Keep every character as it is and output all of the records.

[Records contained in a dataset]
§

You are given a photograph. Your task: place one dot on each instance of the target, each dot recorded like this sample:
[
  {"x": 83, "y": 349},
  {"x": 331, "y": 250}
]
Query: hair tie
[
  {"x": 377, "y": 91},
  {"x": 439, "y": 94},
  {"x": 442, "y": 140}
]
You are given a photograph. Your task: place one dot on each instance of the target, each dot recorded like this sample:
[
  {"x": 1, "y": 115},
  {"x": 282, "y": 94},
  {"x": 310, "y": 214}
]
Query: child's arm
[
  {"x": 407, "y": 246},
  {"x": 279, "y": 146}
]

§

* [Reply to the task]
You are given a photograph. Your task: place one dot on each instance of the target, each dot recorded like this sample:
[
  {"x": 83, "y": 349},
  {"x": 331, "y": 250}
]
Query: hair tie
[
  {"x": 377, "y": 91},
  {"x": 439, "y": 94},
  {"x": 442, "y": 140}
]
You are given a photograph. Your task: place one dot on each instance of the target, each dot recorded like this sample:
[
  {"x": 1, "y": 115},
  {"x": 282, "y": 94},
  {"x": 310, "y": 214}
]
Query: child's arm
[
  {"x": 407, "y": 246},
  {"x": 279, "y": 146}
]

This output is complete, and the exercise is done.